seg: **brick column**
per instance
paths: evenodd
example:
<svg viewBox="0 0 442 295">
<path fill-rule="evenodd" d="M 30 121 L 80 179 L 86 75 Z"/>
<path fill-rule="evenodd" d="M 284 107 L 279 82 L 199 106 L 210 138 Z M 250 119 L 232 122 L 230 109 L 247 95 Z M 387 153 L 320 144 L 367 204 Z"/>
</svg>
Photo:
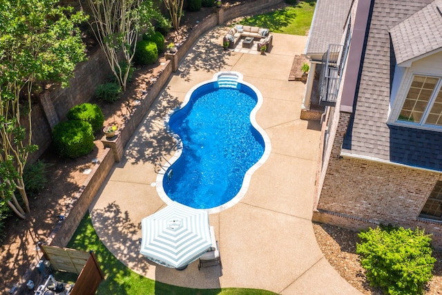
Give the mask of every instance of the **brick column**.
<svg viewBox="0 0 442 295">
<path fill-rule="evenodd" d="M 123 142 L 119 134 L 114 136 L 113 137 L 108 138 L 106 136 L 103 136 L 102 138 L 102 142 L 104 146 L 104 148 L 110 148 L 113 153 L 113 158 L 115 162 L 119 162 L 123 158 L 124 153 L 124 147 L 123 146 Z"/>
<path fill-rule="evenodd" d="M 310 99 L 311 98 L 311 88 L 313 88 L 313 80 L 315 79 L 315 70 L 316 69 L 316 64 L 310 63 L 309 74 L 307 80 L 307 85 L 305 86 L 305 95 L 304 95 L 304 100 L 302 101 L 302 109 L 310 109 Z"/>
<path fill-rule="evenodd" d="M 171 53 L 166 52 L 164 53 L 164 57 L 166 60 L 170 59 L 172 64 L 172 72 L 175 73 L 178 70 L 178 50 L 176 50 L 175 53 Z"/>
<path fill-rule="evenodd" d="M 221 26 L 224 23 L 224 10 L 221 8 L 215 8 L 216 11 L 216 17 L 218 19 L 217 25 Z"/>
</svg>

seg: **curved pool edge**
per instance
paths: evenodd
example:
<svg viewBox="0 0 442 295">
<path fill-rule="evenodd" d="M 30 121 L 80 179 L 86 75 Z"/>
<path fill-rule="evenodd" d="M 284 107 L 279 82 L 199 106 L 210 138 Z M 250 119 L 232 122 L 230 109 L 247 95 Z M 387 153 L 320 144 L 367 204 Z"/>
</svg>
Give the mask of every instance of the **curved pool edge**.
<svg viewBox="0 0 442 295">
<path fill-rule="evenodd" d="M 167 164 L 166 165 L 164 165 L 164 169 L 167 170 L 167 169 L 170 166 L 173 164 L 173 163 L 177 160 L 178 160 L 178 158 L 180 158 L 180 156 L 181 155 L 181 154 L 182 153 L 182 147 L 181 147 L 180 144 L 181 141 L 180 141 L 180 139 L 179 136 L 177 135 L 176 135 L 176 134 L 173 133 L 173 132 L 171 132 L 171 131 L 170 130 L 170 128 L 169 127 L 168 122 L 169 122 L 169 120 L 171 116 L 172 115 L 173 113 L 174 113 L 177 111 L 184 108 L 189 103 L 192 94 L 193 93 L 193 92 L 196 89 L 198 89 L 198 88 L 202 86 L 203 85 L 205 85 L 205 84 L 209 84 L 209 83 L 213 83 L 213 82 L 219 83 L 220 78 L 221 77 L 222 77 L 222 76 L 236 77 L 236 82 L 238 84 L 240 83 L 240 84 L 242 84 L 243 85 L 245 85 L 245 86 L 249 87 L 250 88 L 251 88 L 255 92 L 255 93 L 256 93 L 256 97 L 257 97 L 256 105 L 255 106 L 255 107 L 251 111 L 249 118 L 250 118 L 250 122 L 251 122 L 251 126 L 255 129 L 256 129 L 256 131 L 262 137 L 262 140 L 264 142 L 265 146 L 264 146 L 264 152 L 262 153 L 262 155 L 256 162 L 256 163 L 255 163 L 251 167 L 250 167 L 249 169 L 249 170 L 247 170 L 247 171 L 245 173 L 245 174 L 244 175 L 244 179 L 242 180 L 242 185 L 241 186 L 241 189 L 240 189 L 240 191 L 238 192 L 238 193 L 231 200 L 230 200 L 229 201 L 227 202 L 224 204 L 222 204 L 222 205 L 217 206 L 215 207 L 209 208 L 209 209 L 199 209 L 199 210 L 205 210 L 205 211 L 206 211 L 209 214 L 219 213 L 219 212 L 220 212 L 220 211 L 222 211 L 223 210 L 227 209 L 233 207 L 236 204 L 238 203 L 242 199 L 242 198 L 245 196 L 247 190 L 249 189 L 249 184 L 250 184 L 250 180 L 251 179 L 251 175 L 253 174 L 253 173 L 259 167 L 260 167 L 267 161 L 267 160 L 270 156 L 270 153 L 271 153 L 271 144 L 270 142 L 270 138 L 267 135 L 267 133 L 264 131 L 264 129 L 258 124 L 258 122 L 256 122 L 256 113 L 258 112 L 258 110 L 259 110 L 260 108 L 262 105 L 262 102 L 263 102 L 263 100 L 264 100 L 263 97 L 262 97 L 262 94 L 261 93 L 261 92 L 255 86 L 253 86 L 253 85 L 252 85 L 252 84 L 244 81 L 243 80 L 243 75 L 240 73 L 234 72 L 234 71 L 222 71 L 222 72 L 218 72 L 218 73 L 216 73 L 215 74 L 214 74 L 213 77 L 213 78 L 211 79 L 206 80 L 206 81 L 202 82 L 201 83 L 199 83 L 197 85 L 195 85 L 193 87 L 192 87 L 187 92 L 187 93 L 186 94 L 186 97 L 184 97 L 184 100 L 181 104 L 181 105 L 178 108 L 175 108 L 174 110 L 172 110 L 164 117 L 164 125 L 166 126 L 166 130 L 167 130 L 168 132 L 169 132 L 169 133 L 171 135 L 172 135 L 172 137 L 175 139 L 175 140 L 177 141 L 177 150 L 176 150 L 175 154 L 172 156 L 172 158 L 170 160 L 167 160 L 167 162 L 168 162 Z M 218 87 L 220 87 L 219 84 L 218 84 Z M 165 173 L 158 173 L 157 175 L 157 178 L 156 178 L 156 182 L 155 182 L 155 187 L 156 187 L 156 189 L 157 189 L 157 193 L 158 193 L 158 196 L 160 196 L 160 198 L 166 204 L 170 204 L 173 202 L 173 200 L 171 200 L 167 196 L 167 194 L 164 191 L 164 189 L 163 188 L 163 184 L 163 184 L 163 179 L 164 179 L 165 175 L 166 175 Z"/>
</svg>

**YOUR OBJECTIVE**
Count how many lines of the material above contain the string “curved”, treating uppercase and lowercase as different, and reply with only that number.

**OUTPUT**
2